## [Problem description]
Transcribe exactly the line containing "Locate the beige" and the remaining lines of the listing below, through the very last.

====== Exercise materials

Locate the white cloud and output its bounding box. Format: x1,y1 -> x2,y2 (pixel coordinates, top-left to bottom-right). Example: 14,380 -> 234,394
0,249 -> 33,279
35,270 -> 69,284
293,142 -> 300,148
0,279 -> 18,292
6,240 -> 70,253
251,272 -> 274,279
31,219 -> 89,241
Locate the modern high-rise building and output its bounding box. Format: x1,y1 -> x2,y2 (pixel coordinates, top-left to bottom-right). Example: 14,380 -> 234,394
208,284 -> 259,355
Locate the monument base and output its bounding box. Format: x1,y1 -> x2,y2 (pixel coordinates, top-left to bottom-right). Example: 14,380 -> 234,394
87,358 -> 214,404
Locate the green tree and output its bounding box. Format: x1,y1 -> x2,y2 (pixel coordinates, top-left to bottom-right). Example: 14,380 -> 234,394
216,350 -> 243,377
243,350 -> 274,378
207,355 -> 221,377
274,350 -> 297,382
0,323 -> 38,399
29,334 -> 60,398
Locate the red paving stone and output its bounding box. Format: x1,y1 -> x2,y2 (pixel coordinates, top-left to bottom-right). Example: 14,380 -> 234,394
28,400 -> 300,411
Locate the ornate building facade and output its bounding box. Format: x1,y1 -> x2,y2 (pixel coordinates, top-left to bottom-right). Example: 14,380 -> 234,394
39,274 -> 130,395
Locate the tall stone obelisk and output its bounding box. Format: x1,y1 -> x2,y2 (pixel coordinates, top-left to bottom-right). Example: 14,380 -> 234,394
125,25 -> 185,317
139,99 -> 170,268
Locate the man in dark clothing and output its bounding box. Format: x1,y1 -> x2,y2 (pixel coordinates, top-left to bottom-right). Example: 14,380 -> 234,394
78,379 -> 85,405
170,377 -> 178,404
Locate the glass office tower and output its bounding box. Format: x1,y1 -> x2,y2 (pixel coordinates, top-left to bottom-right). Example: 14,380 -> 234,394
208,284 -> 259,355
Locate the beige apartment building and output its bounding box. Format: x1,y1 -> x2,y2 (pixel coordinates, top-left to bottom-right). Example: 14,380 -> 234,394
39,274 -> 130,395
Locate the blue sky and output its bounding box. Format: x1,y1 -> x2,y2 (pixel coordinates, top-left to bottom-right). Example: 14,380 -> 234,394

============

## [Result of this task]
Locate the beige apartment building and output its bounding box. Format: x1,y1 -> x2,y2 (pixel coordinates, top-left to bottom-right). Example: 14,380 -> 234,394
39,274 -> 130,395
Locate the blue sky and output its bounding box. Format: x1,y1 -> x2,y2 (pixel coordinates, top-left to bottom-right). Example: 14,380 -> 234,394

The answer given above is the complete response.